**Directions for this task:** Output the entries below without any alteration.

**Excerpted records:**
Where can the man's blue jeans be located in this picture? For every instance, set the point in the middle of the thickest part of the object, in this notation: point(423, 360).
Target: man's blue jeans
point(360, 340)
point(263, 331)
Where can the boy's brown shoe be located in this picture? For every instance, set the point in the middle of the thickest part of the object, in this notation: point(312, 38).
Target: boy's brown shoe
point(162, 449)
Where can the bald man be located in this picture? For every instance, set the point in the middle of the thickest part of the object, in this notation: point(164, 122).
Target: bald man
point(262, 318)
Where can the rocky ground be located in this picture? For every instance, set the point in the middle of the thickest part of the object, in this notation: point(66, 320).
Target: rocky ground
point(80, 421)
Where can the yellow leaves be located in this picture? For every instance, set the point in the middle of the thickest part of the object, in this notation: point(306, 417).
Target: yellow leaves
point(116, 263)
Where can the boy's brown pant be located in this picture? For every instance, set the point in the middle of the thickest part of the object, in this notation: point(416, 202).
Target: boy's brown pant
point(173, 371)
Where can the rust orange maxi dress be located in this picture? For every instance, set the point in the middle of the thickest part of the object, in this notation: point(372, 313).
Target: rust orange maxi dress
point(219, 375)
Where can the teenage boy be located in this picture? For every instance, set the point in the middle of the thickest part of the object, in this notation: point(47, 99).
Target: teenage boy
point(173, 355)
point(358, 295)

**The completed task:**
Where can the man's blue jeans be located in this picture? For every instance, set the point in the middle of the thickest part of the object, in this notation: point(423, 360).
Target: man's blue jeans
point(360, 340)
point(263, 331)
Where can the boy's brown shoe be located in this picture? For every instance, set the point in the middle of the thickest part of the object, in this notation: point(312, 38).
Target: boy's brown shoe
point(162, 449)
Where can the bald man be located in this picture? For every instance, set the point in the middle of the thickest part of the object, in this notation: point(164, 122).
Target: bald man
point(262, 318)
Where can the rocky ground be located in this picture? For every instance, set the point in the middle of the thickest part of the object, in this notation: point(66, 320).
Target: rocky ground
point(80, 421)
Where can the yellow leaves be located in this picture? For every instance, set the point in the middle of the thickest part of the object, in this notation: point(306, 417).
Target: yellow leaves
point(116, 263)
Where can the boy's brown pant be located in this picture? For every instance, set the point in the middle of the thickest part of the object, in this notation: point(416, 202).
Target: boy's brown pant
point(173, 371)
Where can the rust orange maxi dress be located in this picture? For every instance, set the point in the middle of the thickest part of the object, in this notation: point(372, 313).
Target: rust orange maxi dress
point(219, 375)
Where can the teenage boy be located in this picture? For every instance, set the point in the middle of the thickest part of the object, in this notation: point(47, 99).
Target: teenage boy
point(173, 355)
point(358, 295)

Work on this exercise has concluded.